━━━━━ Given records ━━━━━

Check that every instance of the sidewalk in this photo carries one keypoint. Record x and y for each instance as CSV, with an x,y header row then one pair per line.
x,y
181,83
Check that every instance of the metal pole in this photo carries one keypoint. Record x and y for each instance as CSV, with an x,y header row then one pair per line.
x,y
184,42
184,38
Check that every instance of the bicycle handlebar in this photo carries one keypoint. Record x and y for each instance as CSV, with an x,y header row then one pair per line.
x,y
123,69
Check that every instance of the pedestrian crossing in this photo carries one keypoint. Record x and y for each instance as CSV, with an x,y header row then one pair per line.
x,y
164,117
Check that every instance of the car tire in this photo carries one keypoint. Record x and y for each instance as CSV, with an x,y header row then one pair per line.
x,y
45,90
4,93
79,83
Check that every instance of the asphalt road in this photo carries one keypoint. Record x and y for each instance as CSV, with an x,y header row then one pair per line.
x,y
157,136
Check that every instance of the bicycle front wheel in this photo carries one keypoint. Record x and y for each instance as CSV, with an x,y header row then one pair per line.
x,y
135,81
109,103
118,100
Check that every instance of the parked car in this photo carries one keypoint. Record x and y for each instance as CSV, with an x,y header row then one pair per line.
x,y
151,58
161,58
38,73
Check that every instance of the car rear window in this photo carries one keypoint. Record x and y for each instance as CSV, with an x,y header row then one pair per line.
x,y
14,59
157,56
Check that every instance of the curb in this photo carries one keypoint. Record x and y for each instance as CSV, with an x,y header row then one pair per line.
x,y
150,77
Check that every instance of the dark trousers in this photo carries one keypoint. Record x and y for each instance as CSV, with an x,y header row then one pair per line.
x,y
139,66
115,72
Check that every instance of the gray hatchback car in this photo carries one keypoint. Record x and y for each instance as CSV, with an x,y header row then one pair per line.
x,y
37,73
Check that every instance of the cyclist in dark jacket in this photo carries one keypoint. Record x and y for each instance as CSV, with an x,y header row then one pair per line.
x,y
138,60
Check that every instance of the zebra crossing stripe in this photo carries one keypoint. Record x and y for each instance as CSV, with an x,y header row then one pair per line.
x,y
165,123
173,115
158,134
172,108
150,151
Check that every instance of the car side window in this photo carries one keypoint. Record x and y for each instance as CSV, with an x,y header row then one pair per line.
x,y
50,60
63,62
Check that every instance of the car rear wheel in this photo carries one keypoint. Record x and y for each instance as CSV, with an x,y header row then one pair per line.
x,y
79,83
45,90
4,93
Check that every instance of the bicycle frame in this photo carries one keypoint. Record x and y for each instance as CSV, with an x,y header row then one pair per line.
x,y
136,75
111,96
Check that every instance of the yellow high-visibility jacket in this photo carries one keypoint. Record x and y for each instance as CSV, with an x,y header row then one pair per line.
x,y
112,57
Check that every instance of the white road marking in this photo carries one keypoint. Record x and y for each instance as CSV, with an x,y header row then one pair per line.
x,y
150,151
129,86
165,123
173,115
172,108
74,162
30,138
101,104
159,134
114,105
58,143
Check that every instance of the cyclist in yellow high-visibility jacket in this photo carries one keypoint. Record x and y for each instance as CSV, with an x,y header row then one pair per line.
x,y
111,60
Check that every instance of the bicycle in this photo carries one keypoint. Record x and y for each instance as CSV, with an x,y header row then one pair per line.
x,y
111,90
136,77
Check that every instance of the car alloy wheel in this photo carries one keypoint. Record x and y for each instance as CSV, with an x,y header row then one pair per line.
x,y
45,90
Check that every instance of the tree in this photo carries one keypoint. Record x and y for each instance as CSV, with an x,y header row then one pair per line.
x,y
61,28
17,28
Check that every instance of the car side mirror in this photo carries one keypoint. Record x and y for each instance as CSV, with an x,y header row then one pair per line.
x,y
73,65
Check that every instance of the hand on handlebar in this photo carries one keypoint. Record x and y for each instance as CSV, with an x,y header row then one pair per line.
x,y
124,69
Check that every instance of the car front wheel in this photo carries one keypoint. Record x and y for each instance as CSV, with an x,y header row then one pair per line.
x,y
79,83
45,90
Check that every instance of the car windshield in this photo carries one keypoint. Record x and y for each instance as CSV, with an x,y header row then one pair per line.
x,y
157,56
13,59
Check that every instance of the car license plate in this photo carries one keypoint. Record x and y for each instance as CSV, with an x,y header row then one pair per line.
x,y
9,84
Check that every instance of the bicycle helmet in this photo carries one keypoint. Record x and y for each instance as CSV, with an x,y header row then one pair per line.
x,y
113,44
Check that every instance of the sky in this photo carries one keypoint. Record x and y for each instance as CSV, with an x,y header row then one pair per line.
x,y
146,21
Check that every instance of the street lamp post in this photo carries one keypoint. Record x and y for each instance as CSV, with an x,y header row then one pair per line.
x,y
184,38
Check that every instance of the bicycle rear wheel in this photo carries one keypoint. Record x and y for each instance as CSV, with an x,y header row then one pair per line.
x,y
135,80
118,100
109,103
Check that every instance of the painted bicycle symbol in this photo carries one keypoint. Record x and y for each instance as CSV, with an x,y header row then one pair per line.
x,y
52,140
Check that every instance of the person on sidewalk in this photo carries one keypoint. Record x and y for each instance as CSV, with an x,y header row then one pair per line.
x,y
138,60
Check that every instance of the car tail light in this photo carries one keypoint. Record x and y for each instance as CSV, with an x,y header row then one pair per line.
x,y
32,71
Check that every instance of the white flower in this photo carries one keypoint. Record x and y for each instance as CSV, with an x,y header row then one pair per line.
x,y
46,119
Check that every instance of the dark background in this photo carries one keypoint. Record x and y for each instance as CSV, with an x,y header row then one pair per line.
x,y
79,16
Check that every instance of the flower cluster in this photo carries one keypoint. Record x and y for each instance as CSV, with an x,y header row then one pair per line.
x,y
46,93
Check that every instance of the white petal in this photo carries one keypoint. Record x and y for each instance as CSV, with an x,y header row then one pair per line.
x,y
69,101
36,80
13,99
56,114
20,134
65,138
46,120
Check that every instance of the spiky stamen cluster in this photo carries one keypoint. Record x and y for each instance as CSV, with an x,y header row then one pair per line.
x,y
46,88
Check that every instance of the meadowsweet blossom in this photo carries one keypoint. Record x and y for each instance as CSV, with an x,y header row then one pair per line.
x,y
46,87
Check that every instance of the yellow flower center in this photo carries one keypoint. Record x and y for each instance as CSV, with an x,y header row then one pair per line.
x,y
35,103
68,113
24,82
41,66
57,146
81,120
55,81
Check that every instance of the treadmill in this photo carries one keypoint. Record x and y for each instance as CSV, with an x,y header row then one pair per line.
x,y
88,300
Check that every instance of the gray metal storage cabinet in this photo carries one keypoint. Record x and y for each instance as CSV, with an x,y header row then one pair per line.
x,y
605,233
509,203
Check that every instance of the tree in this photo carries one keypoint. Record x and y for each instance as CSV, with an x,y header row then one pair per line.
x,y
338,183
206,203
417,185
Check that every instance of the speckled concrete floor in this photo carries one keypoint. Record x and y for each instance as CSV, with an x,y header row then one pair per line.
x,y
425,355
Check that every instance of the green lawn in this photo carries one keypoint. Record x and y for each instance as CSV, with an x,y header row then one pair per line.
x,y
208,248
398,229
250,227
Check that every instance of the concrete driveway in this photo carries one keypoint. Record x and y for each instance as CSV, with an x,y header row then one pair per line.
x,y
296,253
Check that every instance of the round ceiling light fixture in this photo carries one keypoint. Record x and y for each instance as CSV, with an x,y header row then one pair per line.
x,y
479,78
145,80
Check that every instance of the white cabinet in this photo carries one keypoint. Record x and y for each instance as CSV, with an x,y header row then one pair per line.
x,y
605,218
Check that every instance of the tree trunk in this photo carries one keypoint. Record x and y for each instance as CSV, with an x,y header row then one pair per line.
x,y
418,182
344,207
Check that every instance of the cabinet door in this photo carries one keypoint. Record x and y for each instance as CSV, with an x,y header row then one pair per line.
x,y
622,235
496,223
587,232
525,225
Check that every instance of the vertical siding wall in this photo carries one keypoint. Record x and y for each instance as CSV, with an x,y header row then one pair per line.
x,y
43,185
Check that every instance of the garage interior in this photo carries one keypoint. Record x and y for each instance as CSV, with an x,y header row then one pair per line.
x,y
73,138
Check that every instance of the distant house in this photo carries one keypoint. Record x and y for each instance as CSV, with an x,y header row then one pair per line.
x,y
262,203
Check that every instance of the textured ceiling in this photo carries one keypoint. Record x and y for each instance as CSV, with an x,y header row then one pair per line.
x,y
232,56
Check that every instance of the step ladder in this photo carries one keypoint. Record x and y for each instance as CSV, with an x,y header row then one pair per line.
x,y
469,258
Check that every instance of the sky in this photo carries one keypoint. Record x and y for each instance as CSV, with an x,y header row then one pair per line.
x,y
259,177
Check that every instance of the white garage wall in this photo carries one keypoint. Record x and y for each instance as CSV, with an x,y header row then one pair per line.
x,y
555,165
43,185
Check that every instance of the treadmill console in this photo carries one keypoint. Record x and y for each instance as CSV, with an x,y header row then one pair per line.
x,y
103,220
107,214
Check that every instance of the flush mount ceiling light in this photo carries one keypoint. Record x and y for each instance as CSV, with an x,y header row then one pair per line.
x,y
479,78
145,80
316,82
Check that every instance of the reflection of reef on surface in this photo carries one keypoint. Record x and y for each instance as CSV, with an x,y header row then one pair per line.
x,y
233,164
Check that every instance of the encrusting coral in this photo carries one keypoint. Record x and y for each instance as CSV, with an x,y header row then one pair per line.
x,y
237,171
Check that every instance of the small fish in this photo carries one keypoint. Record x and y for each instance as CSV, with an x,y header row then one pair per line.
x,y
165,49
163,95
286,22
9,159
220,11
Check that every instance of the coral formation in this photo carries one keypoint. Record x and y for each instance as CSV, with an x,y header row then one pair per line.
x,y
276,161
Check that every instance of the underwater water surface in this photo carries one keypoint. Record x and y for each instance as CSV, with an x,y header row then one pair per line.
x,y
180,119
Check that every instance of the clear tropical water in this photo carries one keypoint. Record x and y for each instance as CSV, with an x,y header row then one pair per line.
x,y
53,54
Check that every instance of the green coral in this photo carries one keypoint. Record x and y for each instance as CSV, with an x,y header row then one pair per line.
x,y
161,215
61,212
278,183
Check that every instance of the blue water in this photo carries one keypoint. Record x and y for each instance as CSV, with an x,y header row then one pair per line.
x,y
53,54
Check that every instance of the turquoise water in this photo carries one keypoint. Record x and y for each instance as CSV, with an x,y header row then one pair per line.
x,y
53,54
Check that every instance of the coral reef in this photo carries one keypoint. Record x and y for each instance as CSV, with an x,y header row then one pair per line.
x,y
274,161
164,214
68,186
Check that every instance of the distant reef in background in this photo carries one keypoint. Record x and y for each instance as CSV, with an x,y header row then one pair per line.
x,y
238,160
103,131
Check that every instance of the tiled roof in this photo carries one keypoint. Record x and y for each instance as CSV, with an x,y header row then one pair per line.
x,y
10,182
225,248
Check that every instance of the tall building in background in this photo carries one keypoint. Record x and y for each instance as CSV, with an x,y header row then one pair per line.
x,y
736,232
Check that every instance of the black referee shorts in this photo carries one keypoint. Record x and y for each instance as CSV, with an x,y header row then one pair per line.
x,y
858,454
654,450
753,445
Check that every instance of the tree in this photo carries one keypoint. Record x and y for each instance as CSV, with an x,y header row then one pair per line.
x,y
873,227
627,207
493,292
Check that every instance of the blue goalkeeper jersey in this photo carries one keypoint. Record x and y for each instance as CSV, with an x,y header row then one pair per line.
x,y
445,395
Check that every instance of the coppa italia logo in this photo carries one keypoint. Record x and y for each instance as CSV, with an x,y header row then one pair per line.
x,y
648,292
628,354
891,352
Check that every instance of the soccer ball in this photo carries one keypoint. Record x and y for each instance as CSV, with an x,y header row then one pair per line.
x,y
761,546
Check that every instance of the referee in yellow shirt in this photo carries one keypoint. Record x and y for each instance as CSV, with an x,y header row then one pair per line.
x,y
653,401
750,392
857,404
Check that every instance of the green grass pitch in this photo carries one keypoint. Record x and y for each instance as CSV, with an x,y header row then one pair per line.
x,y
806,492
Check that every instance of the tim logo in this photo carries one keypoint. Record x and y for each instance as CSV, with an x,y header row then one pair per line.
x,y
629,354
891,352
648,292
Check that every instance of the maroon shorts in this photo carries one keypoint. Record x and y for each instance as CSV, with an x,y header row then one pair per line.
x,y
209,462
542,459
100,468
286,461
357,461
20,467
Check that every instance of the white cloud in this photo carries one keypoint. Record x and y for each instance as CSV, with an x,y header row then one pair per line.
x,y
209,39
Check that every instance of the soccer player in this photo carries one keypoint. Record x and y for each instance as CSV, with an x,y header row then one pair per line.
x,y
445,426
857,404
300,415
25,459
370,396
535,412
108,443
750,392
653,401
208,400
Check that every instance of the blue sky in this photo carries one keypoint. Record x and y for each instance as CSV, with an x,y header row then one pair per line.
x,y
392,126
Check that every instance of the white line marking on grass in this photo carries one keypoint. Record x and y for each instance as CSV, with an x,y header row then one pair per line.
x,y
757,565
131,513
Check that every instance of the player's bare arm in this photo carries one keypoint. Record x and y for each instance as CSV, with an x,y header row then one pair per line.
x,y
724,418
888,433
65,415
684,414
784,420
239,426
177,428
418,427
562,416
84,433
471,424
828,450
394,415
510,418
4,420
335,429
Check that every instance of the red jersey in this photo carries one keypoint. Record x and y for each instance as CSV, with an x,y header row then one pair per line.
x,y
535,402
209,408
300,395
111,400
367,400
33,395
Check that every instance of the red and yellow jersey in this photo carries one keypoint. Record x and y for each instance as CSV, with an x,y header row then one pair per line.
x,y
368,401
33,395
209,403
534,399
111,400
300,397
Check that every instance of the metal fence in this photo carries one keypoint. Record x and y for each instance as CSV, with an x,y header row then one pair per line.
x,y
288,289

━━━━━

Task
Copy exactly the lines that run from the one with "Check that every instance of the red jersey" to the last line of the material, including both.

Task result
Check that every instance of the red jersey in this photo carries one keypoint. Record x and y for each instance as CSV, with an x,y header row then one pair per line.
x,y
535,402
209,408
300,395
111,400
367,400
33,395
Check that every instance of the red and yellow jersey in this photo carries one keypoint. Record x and y for each instance as CSV, with an x,y header row then one pair per line.
x,y
368,401
33,395
209,403
534,399
111,400
300,397
Check that every instance of the metal fence in this photo carries one keypoint. Record x and y for each instance as CSV, with an x,y header row then one pair per line.
x,y
288,289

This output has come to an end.